#### EXTRAIT:

________________

Après avoir rappelé ces passages de l’interview qu’elle a accordée au journal Le Quotidien du 14 avril 2016, (page 2), on peut comprendre, peut-être, pourquoi le président-politicien a relevé de façon surprenante cette dame compétente, pour nommer à sa place une autre dame qui n’a vraiment pas le profil de cet emploi. Il la nommera ensuite, peut-être par acquit de conscience, ambassadrice au lointain Canada. Pourtant, elle a eu une appréciation bien correcte des dysfonctionnements du système de rémunération des agents de l’Etat et n’a pas hésité à les mettre sur la place publique, pendant que nous nous demandons ce qu’est devenue l’étude qui a révélé ces dysfonctionnements, et quel sort lui sera réservé. Mme Bampassy avait en tout cas raison, bien raison. Elle sera confortée d’ailleurs par le président-politicien lui-même, pratiquement obligé de reconnaître l’évidence.
Ainsi, dans une conversation avec des fonctionnaires à la fin du Forum national sur l’Administration à Diamniadio, il déclarait sans ambages : «L’Etat va harmoniser le système de rémunération de ses employés, dans le souci de corriger les inégalités entre plusieurs secteurs d’activité, en matière de traitement salarial.» «Une décision sera prise pour tout remettre à plat. A un moment donné, il faudra tout harmoniser pour avoir une administration qui marche à la même vitesse», lançait-il. Il poursuivit son ndëpp (c’en était un) en ces termes : «Une administration ne peut pas avoir des corps super-privilégiés et d’autres complètement sacrifiés.»

________________

#### CONSIGNE:
Poursuivez le texte sur le système de rémunération des agents de l'État à partir de sa dernière phrase.

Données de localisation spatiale

________________

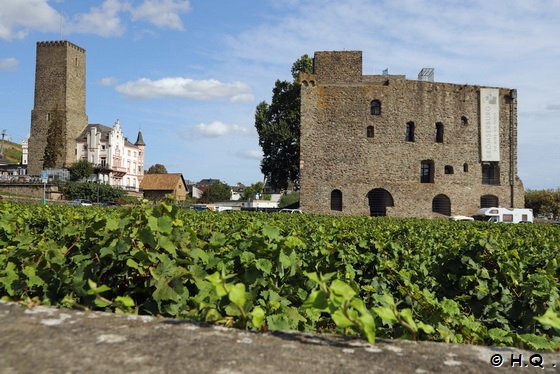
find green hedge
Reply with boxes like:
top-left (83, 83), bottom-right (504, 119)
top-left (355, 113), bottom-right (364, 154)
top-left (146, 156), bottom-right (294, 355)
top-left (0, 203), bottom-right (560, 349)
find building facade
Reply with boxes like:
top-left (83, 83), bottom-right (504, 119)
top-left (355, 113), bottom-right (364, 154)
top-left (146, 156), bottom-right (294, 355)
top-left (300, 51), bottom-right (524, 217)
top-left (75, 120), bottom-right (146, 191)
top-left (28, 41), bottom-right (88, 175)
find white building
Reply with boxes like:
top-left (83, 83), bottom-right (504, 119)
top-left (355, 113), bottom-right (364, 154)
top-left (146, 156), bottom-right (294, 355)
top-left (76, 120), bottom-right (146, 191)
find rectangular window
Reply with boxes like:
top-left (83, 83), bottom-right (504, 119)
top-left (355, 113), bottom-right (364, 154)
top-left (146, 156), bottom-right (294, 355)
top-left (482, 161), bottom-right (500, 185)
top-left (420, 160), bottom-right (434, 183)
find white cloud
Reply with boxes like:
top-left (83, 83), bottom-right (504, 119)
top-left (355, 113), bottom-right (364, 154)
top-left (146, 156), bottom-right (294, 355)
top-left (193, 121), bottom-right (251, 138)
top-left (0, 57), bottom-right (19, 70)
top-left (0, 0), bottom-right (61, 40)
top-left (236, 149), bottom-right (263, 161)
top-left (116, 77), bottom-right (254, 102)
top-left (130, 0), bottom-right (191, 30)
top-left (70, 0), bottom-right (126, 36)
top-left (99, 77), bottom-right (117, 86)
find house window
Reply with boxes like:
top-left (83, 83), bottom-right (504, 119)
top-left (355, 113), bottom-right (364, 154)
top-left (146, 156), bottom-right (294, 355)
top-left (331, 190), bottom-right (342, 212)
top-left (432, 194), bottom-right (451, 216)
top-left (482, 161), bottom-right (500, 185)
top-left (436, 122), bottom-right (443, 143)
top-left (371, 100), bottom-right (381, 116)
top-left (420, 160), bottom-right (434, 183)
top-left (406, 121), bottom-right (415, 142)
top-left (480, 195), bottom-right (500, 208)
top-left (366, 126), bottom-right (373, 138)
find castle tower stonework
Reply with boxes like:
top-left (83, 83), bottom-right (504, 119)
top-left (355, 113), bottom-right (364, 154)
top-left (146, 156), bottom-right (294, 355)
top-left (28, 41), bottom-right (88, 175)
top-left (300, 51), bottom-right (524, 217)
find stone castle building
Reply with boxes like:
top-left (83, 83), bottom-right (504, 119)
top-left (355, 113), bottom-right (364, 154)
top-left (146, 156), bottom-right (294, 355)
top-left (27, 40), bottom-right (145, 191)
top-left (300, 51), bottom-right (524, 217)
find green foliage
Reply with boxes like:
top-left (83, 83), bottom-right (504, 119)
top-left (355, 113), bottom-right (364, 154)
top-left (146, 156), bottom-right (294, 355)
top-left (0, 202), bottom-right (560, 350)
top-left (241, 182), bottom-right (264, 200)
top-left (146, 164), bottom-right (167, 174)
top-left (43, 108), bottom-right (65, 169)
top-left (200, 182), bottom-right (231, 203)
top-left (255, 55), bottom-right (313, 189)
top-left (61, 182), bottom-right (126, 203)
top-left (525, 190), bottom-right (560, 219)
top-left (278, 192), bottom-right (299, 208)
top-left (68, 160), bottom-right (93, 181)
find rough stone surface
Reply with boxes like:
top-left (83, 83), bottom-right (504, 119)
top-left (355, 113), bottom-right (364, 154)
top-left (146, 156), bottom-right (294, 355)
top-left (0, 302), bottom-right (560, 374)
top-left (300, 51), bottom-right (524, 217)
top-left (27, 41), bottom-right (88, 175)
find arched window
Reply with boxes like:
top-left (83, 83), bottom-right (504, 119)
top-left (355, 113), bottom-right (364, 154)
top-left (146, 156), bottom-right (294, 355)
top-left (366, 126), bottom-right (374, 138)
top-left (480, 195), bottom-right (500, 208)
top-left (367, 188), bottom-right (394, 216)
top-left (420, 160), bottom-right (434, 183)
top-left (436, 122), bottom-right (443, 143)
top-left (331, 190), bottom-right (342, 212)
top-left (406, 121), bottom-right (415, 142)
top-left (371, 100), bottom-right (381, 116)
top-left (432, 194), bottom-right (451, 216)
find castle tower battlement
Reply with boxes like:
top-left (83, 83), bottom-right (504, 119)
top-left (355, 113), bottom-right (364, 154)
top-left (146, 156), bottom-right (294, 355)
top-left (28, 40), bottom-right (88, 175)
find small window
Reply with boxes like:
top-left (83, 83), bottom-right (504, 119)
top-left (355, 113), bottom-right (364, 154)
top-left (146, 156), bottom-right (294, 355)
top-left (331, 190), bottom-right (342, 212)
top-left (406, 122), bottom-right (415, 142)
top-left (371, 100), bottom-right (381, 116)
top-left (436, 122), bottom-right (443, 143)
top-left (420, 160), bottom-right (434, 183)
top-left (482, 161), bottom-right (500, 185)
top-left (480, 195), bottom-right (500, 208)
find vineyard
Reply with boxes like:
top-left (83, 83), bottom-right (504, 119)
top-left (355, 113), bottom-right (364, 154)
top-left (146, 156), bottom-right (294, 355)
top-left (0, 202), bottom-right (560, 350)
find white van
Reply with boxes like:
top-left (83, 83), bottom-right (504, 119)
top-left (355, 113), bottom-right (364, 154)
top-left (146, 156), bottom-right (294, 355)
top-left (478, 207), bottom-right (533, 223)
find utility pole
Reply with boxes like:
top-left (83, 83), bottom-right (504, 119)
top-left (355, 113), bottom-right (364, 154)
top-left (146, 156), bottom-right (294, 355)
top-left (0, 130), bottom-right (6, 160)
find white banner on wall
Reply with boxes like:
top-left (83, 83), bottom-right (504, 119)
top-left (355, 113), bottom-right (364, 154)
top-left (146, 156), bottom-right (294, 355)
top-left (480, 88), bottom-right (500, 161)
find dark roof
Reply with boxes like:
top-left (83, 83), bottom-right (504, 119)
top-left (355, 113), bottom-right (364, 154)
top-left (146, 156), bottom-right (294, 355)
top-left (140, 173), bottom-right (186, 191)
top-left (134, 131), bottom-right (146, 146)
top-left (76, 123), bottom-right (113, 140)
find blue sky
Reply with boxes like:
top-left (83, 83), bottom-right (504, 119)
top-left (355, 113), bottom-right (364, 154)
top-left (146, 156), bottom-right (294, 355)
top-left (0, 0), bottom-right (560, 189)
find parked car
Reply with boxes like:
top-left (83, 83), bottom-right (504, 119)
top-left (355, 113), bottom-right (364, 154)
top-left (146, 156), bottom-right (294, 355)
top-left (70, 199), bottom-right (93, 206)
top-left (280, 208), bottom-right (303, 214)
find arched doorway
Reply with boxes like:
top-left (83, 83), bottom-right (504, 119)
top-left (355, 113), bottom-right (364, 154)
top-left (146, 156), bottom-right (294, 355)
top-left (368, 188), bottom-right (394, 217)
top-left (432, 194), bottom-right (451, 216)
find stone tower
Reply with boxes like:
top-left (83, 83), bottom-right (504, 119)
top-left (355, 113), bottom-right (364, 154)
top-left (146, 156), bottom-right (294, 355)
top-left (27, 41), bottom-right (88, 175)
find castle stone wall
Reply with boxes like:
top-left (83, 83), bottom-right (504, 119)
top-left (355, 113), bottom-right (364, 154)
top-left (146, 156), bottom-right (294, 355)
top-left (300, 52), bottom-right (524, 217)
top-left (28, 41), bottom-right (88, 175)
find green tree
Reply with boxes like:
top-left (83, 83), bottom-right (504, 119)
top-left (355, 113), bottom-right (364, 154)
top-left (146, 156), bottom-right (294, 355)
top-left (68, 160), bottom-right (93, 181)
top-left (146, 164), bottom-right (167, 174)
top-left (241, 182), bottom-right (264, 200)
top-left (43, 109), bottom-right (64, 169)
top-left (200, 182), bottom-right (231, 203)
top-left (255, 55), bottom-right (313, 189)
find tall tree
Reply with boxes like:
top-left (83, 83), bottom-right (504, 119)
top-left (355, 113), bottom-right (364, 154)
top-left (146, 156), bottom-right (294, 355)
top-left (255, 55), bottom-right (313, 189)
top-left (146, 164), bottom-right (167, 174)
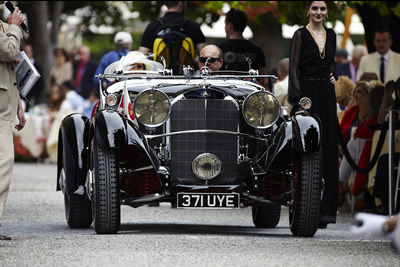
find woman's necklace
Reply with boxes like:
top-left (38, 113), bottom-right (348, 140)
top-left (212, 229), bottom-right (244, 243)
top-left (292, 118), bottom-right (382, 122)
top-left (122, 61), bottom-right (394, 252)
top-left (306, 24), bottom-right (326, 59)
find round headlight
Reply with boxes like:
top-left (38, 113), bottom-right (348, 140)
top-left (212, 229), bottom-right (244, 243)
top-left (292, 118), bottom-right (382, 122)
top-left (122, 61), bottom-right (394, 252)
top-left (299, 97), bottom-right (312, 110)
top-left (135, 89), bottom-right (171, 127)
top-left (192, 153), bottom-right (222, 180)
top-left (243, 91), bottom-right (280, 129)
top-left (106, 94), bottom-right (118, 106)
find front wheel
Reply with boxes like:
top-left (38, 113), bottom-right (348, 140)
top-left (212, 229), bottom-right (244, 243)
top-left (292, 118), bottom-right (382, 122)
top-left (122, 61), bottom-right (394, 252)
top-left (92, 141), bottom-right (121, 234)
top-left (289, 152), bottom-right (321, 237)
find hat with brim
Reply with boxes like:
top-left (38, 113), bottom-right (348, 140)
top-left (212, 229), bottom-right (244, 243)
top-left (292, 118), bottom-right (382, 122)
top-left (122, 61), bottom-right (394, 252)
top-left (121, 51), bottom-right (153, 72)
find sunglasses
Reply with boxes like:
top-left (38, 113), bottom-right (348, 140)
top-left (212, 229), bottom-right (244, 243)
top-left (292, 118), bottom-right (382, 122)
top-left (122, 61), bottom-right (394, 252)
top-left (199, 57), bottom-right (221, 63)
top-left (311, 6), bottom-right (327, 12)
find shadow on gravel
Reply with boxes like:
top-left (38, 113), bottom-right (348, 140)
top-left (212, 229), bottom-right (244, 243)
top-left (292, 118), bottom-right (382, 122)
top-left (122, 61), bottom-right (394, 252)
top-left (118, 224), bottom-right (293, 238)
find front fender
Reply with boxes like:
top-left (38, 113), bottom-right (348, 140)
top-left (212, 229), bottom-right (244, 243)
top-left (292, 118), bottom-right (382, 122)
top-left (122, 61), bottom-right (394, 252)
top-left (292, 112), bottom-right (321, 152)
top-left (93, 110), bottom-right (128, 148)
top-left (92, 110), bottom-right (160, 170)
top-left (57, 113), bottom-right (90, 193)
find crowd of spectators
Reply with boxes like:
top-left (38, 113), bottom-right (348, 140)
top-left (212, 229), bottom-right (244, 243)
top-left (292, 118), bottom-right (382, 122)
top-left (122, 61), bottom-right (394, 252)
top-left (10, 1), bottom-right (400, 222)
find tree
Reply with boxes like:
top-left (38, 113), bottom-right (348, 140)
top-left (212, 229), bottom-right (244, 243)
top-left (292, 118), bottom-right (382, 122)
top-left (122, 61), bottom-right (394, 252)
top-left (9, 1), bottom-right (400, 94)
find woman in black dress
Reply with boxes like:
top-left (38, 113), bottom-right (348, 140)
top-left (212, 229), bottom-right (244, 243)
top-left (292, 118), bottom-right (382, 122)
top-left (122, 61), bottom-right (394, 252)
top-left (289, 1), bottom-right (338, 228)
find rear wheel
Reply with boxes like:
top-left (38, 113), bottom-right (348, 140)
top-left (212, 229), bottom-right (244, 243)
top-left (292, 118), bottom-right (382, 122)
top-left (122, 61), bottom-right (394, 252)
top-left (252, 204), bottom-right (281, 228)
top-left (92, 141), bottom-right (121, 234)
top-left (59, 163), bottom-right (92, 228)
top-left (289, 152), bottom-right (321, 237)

________________

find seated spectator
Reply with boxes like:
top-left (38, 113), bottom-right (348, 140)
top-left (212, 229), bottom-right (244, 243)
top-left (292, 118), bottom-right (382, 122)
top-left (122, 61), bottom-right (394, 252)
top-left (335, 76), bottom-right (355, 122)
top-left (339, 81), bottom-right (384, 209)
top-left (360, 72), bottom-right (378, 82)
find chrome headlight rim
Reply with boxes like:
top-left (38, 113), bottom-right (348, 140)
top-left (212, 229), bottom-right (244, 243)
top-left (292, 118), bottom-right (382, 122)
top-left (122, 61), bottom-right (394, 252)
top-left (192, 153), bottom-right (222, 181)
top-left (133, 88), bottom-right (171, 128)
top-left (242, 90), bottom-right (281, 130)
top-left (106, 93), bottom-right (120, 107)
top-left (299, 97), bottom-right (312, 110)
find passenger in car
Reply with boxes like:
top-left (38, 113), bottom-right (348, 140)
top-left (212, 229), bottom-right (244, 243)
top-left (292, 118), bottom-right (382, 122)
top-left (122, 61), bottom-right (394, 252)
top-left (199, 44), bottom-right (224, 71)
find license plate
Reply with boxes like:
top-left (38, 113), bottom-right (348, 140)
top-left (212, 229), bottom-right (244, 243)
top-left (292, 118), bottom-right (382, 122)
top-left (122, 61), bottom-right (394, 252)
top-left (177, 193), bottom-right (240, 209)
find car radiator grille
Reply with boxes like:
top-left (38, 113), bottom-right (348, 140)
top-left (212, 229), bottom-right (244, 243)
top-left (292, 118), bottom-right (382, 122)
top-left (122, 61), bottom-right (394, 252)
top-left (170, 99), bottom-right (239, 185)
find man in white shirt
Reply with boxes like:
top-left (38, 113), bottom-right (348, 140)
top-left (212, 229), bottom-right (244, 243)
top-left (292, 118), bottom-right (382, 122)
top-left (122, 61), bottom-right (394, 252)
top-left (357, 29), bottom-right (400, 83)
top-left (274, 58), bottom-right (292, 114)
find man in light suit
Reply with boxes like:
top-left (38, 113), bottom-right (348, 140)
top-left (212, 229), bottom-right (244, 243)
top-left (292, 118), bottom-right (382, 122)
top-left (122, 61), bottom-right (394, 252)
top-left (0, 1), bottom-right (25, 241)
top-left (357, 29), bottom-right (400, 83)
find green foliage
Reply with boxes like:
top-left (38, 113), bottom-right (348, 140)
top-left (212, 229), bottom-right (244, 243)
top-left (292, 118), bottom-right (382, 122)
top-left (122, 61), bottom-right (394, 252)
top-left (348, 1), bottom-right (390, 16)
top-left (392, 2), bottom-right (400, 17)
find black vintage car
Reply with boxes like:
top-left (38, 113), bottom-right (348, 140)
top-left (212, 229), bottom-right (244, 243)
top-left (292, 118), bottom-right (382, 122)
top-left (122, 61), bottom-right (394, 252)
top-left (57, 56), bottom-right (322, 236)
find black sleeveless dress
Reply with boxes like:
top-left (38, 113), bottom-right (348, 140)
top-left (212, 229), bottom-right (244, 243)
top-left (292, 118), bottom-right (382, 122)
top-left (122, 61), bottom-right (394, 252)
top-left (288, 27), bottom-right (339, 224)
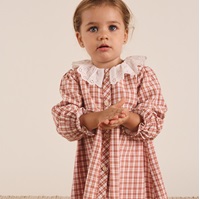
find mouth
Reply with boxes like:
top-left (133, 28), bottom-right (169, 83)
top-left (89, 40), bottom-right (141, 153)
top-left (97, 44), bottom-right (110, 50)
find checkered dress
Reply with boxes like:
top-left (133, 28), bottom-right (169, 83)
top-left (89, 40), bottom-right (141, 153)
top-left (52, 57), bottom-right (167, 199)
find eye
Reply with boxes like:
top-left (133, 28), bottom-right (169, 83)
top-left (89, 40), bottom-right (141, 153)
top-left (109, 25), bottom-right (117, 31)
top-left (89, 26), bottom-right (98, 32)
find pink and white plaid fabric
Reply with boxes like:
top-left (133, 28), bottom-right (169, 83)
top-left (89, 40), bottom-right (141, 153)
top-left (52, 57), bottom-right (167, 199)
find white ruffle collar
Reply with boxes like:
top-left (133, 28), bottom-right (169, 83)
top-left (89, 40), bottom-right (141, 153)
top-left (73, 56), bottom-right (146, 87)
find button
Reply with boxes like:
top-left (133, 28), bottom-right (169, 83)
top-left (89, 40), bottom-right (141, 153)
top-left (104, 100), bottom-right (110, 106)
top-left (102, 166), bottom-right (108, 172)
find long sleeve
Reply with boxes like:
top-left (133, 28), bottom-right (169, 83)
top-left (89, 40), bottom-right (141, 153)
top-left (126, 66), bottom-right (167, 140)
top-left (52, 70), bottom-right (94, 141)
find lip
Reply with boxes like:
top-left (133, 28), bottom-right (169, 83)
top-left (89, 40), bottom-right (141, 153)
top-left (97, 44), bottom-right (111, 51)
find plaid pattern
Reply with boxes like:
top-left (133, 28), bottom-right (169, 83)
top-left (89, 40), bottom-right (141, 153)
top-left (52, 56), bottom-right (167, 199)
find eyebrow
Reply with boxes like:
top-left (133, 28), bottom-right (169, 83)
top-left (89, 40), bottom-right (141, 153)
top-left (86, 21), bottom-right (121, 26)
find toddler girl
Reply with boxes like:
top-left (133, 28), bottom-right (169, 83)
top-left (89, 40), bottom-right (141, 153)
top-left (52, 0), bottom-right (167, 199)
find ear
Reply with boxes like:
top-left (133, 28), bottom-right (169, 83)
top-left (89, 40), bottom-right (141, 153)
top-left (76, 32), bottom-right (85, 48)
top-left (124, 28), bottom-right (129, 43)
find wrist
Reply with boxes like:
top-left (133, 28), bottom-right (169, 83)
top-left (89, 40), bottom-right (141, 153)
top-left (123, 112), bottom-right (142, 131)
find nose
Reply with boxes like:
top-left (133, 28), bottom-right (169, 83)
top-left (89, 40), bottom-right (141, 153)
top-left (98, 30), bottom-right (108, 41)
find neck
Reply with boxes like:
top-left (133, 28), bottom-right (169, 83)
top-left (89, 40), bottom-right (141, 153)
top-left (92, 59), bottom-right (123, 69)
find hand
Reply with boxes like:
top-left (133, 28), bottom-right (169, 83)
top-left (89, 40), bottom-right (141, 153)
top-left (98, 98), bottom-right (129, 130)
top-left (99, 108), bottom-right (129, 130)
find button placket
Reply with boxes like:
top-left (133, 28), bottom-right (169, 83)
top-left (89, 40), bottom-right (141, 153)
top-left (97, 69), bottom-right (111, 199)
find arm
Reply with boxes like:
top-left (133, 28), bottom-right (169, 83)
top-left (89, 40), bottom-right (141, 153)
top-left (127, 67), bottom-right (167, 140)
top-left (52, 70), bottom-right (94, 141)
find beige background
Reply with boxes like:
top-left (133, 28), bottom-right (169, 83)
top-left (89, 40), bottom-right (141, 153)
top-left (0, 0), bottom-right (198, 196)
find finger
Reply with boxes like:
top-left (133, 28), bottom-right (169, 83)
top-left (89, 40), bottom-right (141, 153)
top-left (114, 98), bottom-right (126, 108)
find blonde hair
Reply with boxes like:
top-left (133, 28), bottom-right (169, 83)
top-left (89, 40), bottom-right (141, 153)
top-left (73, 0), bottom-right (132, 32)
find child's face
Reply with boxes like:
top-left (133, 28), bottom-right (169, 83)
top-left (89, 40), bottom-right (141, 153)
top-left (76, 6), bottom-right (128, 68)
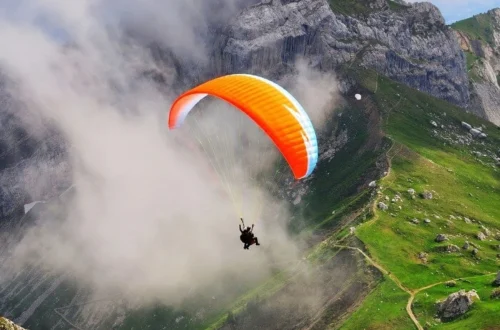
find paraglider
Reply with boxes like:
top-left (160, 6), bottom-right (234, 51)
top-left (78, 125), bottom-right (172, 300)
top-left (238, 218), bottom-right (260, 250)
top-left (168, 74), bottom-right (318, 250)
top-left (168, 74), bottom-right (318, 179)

________________

#### ZONE DE RÉPONSE:
Et le président-politicien, comme il ne savait rien de tout cela, de se lancer dans une tentative de justifier la situation qu’il donnait l’impression de déplorer. Voici l’argument facile, qui ne le dédouane pas du tout : «L’inégalité de traitement des salaires dans l’administration est une situation malheureuse dont nous avons hérité. Certaines catégories ont des avantages que d’autres n’ont pas, tout en ayant les mêmes profils et les mêmes ressources.» Il révèle enfin «l’audit commandité par le gouvernement dans le but d’équilibrer le système de rémunération des employés du secteur public».
Dans ma prochaine contribution, je passerai largement en revue cette fameuse profession de foi, si on peut l’appeler ainsi. En attendant, je renvoie le lecteur à mes contributions précédentes, particulièrement à celle du mardi 6 février 2018. Il se rendra déjà compte que nos gouvernants se couvrent, depuis sept ans, du manteau peu honorable de la fourberie, de l’hypocrisie et du mensonge.